◆ Problems ◆
A - Answer these questions using the Tour de Scarborough article:
(i) How many cyclists took part in the tour held on May 13?
(ii) How long was the ride, and how many historical points did it visit?
(iii) Which organization created the guided tour and website?
B - According to the Tour de Scarborough article, why did organizers make the Scarborough Crossroads website available to the public after the ride?
C - Extend the Tour de Scarborough article, picking up right after its final sentence.

◆ Document extract ◆
The interactive historical tour that guided participants of the popular Tour de Scarborough bike ride has been published online for anytime use. (Photo by Marvin Macaraig)

When Tim Lang, manager of the Sustainability Office at U of T Scarborough, began organizing the first Tour de Scarborough cycling event, he would have been happy if there were 50 participants.

The tour, held on May 13, had 120 cyclists.

Among the riders was Professor Bruce Kidd, Vice-President, U of T and Principal, U of T Scarborough, who has lived over half of his life in Scarborough.

“It was such a joy to take this ride to both discover and reconnect with the beauty of Scarborough, especially with this historical information, much of which I did not know,” Kidd says.

The 35-kilometre ride visited seven key historical points around Scarborough. Participants were guided by a website with an interactive map, pictures and descriptions of the stops, and a nine-part audio tour. 

After the ride, organizers announced that website, Scarborough Crossroads, would be available for public access—offering those who live and visit Scarborough an opportunity to travel the route and learn about its history at any time. 

“It’s really the beginning of a bigger project where people can highlight historical points around Scarborough,” Lang says. “The tour gives a sense of an independent Scarborough history that isn’t just the history of Scarborough as an appendix to Toronto.”

Lang proposed the Tour de Scarborough through the U of T Scarborough Canada 150 Fund, a fund available to staff, faculty and students for unique projects that reflect on the past, present and future of the campus and its location. The Sustainability Office partnered with the Department of Athletics and Recreation, Scarborough Cycles and Toronto Police Services to host the event.

The guided tour and website were created by The Scarborough Historical Society, in collaboration with undergraduate students from the Department of Historical and Cultural Studies and Associate Professor Christine Berkowitz

“We looked for a combination of Indigenous, settler and more modern suburban history, choosing stories that would be engaging and might not be well-known to people,” Berkowitz says.

Records from a collection:
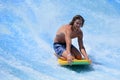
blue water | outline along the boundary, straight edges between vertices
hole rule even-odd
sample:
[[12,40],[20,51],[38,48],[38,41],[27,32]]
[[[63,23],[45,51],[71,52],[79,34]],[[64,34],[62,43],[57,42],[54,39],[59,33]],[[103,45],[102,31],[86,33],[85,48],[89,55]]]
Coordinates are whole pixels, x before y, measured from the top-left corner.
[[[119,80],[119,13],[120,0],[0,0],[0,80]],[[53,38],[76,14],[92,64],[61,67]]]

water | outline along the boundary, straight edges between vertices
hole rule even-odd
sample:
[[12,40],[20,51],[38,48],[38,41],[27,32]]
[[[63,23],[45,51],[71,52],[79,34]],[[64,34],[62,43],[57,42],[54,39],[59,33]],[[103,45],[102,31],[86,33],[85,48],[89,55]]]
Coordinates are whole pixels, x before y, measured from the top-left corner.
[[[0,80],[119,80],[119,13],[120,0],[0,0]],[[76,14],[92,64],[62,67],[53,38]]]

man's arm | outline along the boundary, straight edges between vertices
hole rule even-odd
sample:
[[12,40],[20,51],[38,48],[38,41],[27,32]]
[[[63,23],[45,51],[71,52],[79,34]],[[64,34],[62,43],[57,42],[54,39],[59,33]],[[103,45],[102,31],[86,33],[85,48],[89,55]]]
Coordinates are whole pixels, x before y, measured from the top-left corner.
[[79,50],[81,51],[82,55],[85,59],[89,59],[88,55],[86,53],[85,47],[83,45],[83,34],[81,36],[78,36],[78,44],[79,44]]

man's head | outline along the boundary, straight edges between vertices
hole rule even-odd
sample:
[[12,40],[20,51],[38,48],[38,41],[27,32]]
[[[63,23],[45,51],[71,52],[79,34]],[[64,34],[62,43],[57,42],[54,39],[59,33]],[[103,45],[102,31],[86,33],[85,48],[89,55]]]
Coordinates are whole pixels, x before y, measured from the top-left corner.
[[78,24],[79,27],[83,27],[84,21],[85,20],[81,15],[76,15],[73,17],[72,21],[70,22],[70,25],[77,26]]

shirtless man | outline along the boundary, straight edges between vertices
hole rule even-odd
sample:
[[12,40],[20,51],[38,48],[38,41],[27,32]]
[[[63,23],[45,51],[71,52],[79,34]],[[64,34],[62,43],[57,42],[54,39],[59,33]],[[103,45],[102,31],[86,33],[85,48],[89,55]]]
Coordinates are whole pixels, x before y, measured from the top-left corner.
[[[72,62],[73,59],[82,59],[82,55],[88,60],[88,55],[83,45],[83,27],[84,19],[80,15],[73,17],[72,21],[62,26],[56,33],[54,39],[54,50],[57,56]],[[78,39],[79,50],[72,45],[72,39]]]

...

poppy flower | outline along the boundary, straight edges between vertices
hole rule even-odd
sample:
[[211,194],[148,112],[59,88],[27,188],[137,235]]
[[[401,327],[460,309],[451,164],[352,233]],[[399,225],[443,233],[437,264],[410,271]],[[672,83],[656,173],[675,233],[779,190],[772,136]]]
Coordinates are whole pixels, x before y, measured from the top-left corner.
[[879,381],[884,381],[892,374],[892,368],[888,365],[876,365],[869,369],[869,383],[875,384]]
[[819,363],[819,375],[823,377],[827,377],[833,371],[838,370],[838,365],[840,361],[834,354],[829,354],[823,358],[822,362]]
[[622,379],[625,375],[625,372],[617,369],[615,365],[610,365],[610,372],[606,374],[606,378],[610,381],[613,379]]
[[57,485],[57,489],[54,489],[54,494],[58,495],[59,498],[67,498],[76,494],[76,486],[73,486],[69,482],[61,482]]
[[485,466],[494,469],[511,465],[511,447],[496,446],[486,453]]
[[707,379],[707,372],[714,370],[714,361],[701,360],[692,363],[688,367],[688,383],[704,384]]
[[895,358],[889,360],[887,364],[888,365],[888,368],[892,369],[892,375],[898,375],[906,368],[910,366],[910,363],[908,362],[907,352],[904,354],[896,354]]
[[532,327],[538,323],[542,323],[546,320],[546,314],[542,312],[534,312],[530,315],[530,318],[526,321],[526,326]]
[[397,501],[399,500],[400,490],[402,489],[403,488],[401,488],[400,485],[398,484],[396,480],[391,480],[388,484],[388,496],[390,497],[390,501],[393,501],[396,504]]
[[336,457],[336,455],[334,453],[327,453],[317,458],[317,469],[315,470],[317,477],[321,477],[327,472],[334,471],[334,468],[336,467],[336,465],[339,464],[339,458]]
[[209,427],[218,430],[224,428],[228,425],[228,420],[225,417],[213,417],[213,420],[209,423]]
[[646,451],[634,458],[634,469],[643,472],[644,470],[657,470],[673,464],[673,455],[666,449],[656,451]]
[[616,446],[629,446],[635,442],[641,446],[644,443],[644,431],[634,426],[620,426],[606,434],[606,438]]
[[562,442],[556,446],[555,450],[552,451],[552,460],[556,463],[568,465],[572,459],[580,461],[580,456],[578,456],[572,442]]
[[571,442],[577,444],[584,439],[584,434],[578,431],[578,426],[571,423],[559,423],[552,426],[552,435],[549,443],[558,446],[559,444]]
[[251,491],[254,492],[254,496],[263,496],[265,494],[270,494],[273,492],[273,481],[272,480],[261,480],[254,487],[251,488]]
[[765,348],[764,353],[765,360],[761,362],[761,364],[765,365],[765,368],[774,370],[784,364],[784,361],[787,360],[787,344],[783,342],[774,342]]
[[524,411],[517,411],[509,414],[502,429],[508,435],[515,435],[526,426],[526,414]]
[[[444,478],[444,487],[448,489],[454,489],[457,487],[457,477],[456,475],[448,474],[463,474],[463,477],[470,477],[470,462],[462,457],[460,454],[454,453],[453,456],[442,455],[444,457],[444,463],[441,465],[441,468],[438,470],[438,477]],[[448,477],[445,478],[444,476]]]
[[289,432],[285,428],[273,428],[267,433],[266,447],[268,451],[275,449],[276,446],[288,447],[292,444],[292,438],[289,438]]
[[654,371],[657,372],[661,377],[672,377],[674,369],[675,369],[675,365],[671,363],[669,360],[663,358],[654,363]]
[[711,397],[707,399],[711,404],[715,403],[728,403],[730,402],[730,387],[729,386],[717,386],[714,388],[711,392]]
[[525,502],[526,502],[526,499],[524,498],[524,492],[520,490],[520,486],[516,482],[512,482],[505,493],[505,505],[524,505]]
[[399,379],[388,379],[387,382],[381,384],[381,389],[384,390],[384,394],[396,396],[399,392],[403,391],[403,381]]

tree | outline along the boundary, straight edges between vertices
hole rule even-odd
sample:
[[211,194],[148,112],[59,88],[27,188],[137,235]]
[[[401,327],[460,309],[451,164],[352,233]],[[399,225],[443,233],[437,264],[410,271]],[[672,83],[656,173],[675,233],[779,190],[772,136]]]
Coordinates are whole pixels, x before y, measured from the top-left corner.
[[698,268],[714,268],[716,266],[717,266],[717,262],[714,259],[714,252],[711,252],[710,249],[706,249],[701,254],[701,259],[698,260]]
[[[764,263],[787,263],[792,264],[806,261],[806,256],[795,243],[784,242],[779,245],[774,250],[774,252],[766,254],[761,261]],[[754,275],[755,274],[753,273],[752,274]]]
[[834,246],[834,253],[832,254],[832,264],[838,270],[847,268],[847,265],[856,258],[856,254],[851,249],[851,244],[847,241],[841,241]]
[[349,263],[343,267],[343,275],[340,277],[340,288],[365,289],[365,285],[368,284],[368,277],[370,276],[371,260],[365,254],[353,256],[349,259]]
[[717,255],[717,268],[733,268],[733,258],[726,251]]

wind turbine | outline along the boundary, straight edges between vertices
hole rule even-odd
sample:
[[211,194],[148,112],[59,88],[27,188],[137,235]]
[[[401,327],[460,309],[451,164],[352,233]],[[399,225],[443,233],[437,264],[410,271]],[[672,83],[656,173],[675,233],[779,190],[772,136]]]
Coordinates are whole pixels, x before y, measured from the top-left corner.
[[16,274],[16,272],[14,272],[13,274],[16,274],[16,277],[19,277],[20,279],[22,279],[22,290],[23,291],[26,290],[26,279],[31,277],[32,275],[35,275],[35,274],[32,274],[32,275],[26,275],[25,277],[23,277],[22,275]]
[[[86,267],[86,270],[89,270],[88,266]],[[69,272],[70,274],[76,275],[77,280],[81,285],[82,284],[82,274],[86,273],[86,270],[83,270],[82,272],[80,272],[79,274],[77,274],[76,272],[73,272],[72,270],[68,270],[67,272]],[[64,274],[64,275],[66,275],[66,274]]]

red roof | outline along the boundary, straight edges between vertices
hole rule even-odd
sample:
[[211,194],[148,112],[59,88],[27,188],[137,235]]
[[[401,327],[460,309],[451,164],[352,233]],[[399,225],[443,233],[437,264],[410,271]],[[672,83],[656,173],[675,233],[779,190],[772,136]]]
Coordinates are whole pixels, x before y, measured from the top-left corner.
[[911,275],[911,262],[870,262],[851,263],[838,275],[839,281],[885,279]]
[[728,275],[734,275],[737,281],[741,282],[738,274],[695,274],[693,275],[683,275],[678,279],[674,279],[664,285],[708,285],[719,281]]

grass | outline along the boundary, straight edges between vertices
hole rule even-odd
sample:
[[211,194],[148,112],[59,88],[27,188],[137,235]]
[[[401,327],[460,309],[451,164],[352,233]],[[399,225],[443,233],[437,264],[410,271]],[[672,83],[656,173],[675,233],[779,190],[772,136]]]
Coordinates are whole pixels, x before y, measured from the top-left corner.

* * *

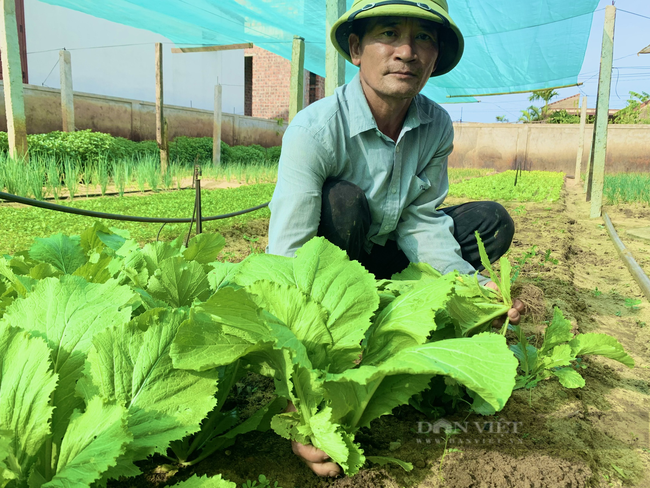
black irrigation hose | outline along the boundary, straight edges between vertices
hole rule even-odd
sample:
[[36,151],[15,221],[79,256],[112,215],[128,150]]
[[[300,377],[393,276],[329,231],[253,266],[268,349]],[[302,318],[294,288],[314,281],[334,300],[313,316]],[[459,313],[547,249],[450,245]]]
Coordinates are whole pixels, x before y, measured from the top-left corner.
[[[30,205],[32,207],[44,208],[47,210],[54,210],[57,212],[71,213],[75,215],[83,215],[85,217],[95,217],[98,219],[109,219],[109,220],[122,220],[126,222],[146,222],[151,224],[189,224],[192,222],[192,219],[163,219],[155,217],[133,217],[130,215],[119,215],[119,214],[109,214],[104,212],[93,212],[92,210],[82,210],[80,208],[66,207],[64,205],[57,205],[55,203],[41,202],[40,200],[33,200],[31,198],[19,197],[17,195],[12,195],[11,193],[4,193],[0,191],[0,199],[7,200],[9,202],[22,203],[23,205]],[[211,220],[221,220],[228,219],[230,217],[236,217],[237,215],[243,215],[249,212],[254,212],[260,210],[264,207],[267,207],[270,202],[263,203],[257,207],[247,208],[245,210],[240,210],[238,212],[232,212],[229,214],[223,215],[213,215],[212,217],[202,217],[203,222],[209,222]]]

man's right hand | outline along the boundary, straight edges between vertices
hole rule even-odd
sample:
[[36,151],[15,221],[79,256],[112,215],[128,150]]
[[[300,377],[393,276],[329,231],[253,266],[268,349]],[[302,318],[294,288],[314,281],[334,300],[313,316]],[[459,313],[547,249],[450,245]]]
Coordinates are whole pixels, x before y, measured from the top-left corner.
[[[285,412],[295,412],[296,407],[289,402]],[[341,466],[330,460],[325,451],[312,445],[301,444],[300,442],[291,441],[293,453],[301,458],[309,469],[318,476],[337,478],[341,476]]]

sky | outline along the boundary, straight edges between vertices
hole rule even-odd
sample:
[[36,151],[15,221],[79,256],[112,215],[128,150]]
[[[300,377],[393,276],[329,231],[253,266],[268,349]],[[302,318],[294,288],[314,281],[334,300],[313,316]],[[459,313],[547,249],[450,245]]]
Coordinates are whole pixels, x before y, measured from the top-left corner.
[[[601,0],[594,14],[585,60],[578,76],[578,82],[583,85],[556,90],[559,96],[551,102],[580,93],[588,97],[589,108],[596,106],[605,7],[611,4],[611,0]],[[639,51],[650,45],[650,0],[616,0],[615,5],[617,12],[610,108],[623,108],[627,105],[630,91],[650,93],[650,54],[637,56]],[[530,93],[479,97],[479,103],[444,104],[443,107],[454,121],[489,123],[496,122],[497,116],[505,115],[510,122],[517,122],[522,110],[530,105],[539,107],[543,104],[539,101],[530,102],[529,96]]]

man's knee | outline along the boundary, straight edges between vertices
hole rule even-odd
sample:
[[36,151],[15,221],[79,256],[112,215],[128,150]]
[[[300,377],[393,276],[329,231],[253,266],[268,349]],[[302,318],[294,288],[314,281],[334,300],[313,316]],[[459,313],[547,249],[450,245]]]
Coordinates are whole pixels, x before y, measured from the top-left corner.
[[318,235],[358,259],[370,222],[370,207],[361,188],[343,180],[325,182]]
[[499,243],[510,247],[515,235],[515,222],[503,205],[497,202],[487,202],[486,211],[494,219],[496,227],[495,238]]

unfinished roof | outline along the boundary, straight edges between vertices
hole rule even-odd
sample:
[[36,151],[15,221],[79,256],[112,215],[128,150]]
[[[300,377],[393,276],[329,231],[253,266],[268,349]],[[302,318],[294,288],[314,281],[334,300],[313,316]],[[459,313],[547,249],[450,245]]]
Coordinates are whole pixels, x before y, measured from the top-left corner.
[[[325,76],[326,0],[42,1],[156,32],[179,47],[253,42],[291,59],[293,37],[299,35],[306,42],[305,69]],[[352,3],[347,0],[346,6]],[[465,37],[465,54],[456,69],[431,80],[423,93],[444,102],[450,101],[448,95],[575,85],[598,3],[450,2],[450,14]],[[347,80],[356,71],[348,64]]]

◆ Responses in order ◆
A -
(i) 120 cyclists.
(ii) The ride was 35 kilometers long and visited seven key historical points.
(iii) The Scarborough Historical Society, working with undergraduate students from the Department of Historical and Cultural Studies and Associate Professor Christine Berkowitz.

B - Organizers made the site public so that people who live in or visit Scarborough could travel the route and learn about its history at any time.

C -
Berkowitz added there is potential for student researchers to grow the route, create new routes and add to the site. She says it may expand to include thematic or neighbourhood tours and work with residents sharing memories of Scarborough locations.

“I want to engage students in meaningful, ongoing research projects rather than one-time projects that fit the short, 12-week [semester],” Berkowitz says. “We could see the potential to continue to develop a collection of Scarborough-focused research projects.” 

Four undergraduate students helped research, write and develop the website. Tyler Webb designed the interactive map and the audio tours were narrated by Zahra Rajabi and Pirouz Salari. Adrian Agrippa, a fourth-year history student, was the web designer for Scarborough Crossroads.


“(Scarborough Crossroads) allows for the histories that are less known to be presented and publicized,” Agrippa says. “There is so much that can be shared through it. Even within just the Scarborough community, there is a rich and hidden history that is waiting to be told, or rather, toured.”

Agrippa says the site can be a useful medium for more than the ride, like examining migration patterns and development patterns over time in Scarborough.

“It feels like a positive first step in conceptualizing ongoing undergraduate research projects,” Berkowitz says. “I do think the idea has potential and hope to explore it further.”